▸ **Zu bearbeitende Aufgaben**:
a - Wie viele Menschen gehören laut dem Text über die Priester Hippler und Lisowski zur Pfarrei in El Alto?
b - Schreibe den Text über die Priester Hippler und Lisowski nach seinem letzten Satz weiter.

▸ **Vorgegebener Text**:
_____

Der eine engagiert sich mit seiner Organisation in Kapstadt im Kampf gegen Aids, der andere leitet im bolivianischen El Alto eine Pfarrei mit rund 80.000 Menschen: Während ihr Arbeitsalltag sich sehr unterscheidet, eint die beiden Bistumspriester Stefan Hippler und Konrad Lisowski ihre Herkunft und ihr Auftrag aus dem Bistum Trier.
Völlig neue Herausforderungen durch die Corona-Pandemie
El Alto/Kapstadt – Derzeit gibt es aber noch mehr Gemeinsamkeiten der beiden katholischen Geistlichen mit ihren Amtsbrüdern im Bistum: Durch die Corona-Pandemie sehen sie sich vor völlig neue Herausforderungen gestellt – und arbeiten im Homeoffice. Im Interview haben die beiden vor Ostern erzählt, wie sich die Corona-Krise in ihren jeweiligen Wahlheimaten auf die Menschen und ihre Arbeit auswirkt.

_____

▸ **Gegebene Daten**:
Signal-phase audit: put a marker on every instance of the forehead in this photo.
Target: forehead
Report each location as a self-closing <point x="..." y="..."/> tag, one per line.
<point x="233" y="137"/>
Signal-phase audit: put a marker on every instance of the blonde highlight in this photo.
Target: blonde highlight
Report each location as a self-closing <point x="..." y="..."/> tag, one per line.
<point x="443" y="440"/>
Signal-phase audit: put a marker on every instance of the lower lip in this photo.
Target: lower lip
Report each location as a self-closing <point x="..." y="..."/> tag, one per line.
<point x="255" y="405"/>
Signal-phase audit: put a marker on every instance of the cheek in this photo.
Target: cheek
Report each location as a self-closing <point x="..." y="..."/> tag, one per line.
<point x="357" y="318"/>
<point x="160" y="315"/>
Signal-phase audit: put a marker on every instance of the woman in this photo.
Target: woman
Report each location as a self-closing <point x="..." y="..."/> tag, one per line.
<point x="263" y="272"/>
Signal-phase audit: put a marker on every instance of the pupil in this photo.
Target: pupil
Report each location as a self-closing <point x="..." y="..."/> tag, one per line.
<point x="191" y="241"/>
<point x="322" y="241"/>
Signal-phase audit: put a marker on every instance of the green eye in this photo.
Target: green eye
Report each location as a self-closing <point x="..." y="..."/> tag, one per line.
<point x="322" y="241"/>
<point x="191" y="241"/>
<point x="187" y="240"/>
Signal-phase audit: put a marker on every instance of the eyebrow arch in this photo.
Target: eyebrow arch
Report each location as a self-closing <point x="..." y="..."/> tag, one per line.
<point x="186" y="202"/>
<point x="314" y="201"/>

_____

▸ **Lösungen**:
a - Rund 80.000 Menschen.

b -
Kapstadt – Südafrika
Der aus Bitburg stammende Bistumspriester Stefan Hippler lebt und arbeitet seit 16 Jahren in Kapstadt in Südafrika. Zunächst war er Pfarrer der deutschsprachigen katholischen Gemeinde und baute ab 2000 die Hilfsorganisation „HOPE Cape Town“ auf, die sich im Kampf gegen Aids und für die armen Menschen in den so genannten „townships“ (Armenvierteln) engagiert.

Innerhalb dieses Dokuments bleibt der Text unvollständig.